• [STATED GOAL]: Below is a set of entries. Reproduce exactly the lines from the one containing "the gray comforter" through the end, both included.

Begin PROVIDED RECORDS

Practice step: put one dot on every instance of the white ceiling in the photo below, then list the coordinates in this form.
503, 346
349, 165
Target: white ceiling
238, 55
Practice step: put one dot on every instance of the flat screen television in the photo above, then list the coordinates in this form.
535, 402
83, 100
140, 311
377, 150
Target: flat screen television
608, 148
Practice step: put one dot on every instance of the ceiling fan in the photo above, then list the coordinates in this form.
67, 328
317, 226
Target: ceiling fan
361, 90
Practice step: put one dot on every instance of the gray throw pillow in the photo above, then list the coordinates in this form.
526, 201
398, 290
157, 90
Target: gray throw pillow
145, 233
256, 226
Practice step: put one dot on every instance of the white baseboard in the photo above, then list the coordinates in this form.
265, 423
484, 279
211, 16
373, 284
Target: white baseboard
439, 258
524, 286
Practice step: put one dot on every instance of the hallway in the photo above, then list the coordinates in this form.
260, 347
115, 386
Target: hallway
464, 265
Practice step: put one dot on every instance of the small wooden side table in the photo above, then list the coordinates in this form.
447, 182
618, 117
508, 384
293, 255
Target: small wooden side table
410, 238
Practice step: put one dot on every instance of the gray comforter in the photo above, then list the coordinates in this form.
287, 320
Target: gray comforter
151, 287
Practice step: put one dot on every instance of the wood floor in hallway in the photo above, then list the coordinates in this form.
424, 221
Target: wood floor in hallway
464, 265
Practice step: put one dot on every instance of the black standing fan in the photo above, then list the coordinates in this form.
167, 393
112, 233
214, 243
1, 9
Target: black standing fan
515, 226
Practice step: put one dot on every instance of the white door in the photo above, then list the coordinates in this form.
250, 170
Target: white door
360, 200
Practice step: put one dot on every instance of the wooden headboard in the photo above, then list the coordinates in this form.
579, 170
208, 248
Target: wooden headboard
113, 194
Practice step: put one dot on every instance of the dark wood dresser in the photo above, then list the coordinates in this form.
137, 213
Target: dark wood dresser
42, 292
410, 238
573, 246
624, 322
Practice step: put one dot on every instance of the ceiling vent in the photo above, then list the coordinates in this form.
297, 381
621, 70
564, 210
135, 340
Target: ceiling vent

End PROVIDED RECORDS

• [RESULT BELOW]:
Practice step: put one dot on every instance of the gray comforter in the photo above, then list the coordinates in this form.
287, 320
Target: gray comforter
151, 287
Practice step: put one dot on every instance of the wood floor in hallway in the photo above, then list the coordinates in this form.
424, 221
Target: wood floor in hallway
464, 265
Practice step: put one dot on every instance of the black standing fan in the photo above, then list the coordinates in this form.
167, 393
112, 233
214, 243
1, 9
Target: black standing fan
515, 226
Practice step: put one dot on every instance of the white door in the photo above, then list the coordinates in this form.
250, 170
Target: white door
360, 200
Practice step: put one dot on every instance of the wooden headboard in the photo above, then list the coordinates in this form.
579, 170
208, 248
Target: wooden headboard
113, 194
Practice step: put one dot on every instance of the dark wood dresser in the photo above, then list the coordinates in this form.
137, 213
Target: dark wood dresser
42, 292
410, 238
573, 246
624, 322
Practice step: put one dot on every instance of the ceiling vent in the photo above, then list the coordinates in this form.
297, 381
621, 70
564, 210
135, 340
Target: ceiling vent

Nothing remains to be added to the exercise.